[Photo object pointing material]

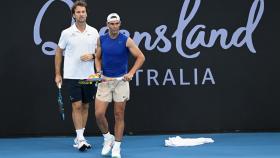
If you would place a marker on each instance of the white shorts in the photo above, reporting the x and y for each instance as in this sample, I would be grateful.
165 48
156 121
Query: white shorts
116 90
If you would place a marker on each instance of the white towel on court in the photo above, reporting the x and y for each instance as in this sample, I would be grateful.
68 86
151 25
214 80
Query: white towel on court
178 141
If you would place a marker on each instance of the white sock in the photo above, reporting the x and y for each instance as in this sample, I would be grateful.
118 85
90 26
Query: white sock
107 135
80 134
117 145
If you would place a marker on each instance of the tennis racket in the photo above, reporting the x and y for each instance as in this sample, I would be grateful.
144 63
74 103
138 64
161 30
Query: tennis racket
60 103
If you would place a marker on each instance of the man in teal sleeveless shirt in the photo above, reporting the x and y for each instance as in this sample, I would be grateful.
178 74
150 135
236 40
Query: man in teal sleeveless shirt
112 53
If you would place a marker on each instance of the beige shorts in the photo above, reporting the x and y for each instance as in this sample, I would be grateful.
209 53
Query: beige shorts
116 90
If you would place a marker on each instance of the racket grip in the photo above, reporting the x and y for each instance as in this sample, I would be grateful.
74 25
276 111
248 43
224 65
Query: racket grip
59 85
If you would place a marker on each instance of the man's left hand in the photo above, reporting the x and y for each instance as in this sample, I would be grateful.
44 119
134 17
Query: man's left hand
128 77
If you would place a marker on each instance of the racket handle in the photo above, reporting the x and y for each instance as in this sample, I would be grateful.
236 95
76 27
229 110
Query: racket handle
59 85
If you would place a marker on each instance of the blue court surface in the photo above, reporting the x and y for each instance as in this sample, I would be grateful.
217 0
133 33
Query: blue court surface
226 145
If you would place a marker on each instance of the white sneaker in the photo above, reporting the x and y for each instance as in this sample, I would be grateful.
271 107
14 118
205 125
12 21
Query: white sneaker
80 144
107 146
75 145
116 152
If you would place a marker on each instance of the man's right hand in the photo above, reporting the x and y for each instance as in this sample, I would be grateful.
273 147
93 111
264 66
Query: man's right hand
58 80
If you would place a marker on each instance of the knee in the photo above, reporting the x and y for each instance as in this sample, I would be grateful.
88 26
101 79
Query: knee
77 107
119 116
99 115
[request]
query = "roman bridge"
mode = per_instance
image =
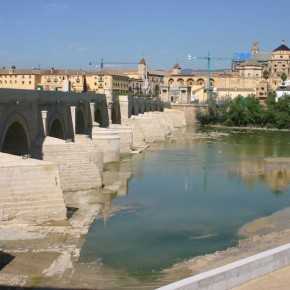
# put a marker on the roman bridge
(26, 115)
(57, 142)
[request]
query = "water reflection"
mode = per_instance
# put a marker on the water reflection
(273, 172)
(186, 197)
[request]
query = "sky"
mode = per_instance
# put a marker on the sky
(73, 33)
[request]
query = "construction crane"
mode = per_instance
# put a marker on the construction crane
(208, 58)
(102, 63)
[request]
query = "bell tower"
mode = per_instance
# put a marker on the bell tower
(255, 48)
(142, 68)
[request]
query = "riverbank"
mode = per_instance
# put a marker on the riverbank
(255, 237)
(47, 254)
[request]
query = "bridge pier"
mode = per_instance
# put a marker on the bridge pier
(72, 135)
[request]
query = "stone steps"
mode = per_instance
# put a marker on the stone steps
(78, 170)
(95, 153)
(30, 190)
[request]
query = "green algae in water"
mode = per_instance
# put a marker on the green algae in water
(189, 197)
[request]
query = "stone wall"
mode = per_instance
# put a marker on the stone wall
(30, 190)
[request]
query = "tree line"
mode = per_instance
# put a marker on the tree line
(247, 112)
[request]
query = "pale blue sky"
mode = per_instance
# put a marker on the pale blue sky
(71, 33)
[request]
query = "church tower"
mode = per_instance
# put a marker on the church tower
(255, 48)
(142, 68)
(176, 70)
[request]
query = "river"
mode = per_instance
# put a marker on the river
(186, 197)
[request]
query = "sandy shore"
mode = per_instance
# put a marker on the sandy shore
(255, 237)
(46, 255)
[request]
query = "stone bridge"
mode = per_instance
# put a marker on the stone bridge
(27, 115)
(56, 142)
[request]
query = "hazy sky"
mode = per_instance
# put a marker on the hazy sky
(72, 33)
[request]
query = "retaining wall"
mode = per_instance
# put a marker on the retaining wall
(236, 273)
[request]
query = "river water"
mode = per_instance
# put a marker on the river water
(186, 197)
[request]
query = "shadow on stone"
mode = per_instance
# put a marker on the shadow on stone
(5, 259)
(71, 211)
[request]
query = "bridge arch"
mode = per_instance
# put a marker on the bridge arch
(80, 122)
(99, 117)
(15, 138)
(56, 128)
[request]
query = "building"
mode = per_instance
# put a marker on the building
(107, 81)
(13, 78)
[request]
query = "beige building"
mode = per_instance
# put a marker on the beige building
(246, 78)
(107, 81)
(19, 78)
(143, 80)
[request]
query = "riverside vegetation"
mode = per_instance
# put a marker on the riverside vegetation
(247, 112)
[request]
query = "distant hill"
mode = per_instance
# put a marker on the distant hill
(189, 71)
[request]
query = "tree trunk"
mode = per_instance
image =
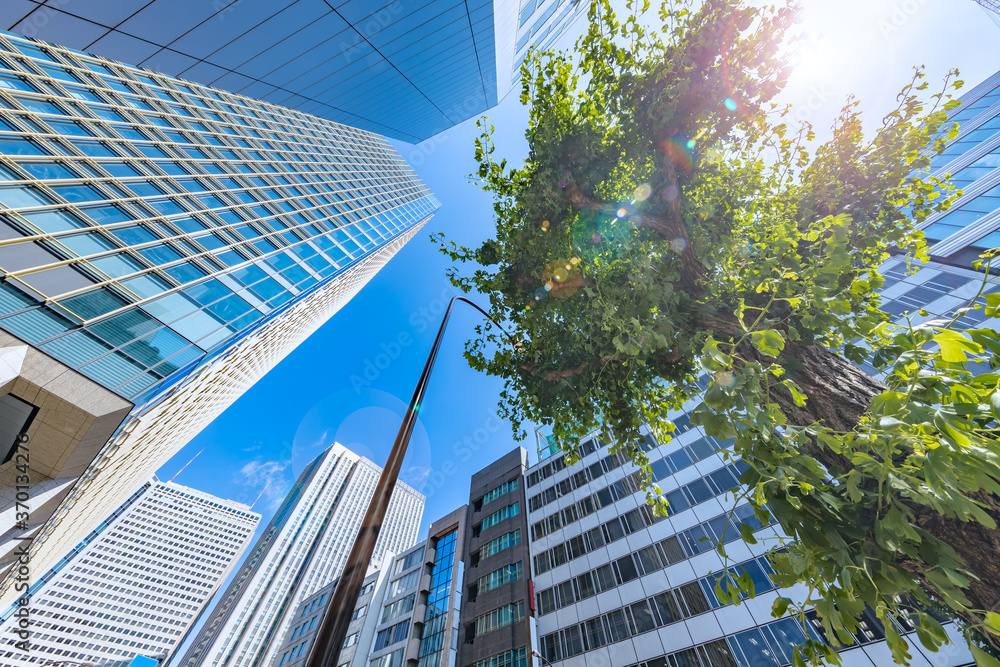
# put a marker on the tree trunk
(839, 393)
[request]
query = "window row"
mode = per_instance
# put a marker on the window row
(389, 636)
(496, 578)
(315, 603)
(496, 619)
(409, 561)
(514, 658)
(496, 545)
(398, 608)
(647, 560)
(500, 515)
(492, 495)
(693, 493)
(404, 583)
(767, 646)
(296, 652)
(658, 611)
(699, 450)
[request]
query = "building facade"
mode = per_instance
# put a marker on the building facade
(498, 608)
(407, 69)
(303, 549)
(162, 246)
(137, 585)
(407, 613)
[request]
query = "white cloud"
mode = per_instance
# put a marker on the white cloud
(267, 476)
(416, 476)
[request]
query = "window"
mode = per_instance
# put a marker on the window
(497, 545)
(515, 658)
(394, 659)
(408, 562)
(504, 575)
(389, 636)
(499, 618)
(500, 515)
(404, 583)
(585, 587)
(398, 608)
(505, 488)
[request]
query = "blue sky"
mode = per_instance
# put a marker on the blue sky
(351, 380)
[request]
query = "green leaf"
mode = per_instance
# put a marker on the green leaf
(780, 606)
(992, 622)
(768, 342)
(798, 396)
(983, 659)
(954, 346)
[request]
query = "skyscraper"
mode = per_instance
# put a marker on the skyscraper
(498, 611)
(407, 69)
(163, 245)
(617, 585)
(407, 612)
(135, 586)
(303, 549)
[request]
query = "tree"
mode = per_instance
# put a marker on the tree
(669, 224)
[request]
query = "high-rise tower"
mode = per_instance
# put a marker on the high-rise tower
(162, 246)
(136, 585)
(407, 69)
(302, 550)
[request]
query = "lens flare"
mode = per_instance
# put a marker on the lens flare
(678, 152)
(563, 276)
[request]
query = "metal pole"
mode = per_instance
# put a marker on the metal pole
(332, 631)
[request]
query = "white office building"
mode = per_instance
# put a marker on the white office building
(616, 585)
(303, 549)
(136, 584)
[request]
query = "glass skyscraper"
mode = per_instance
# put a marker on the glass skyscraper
(407, 69)
(162, 246)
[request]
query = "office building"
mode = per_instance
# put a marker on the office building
(498, 607)
(136, 585)
(407, 612)
(616, 584)
(407, 69)
(162, 246)
(303, 549)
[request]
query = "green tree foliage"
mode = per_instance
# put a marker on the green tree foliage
(668, 224)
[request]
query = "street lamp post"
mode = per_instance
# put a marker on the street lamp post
(332, 631)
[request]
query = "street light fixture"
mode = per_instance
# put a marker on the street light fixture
(332, 631)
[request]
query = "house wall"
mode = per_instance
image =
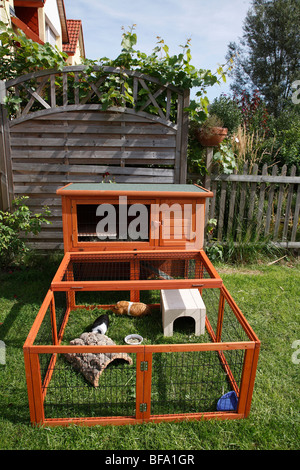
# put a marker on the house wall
(51, 18)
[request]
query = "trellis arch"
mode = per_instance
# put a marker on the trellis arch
(61, 131)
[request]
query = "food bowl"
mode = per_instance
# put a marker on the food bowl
(133, 339)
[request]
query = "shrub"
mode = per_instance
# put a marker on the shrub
(228, 111)
(15, 226)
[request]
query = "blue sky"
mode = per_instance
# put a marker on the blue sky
(211, 25)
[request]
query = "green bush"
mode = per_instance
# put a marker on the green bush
(15, 226)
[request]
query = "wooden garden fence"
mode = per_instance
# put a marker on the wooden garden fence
(255, 205)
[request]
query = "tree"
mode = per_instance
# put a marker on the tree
(267, 57)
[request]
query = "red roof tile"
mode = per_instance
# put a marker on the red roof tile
(74, 27)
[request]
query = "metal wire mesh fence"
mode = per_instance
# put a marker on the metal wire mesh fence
(185, 379)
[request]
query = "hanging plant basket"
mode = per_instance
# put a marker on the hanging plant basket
(211, 137)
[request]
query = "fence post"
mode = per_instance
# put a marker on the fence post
(6, 184)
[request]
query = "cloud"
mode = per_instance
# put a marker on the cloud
(211, 25)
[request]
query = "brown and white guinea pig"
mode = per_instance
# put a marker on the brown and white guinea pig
(100, 325)
(134, 309)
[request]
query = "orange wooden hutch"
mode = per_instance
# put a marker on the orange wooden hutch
(119, 254)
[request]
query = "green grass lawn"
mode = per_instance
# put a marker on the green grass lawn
(269, 298)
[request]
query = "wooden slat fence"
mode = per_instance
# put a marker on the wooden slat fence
(257, 205)
(61, 132)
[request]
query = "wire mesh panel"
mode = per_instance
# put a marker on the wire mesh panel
(158, 266)
(70, 395)
(188, 382)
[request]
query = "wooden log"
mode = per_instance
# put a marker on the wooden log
(92, 365)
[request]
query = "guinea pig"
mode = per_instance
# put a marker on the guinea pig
(100, 325)
(134, 309)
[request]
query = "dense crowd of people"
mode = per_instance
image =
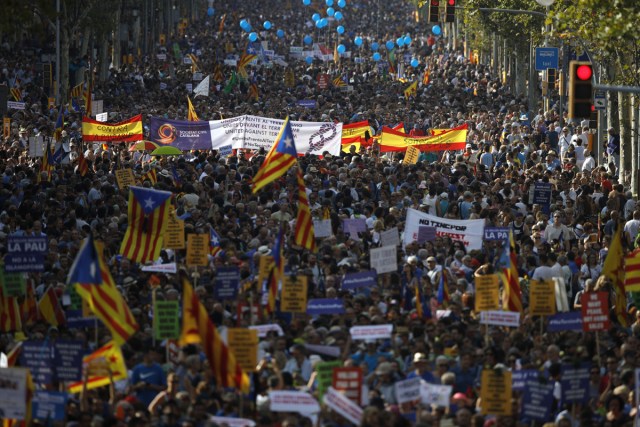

[Problem to solve] Return every line of the material above that contains the word "facade", matching its case exactly.

[Exercise solution]
query = "building facade"
# put a marker on the building facade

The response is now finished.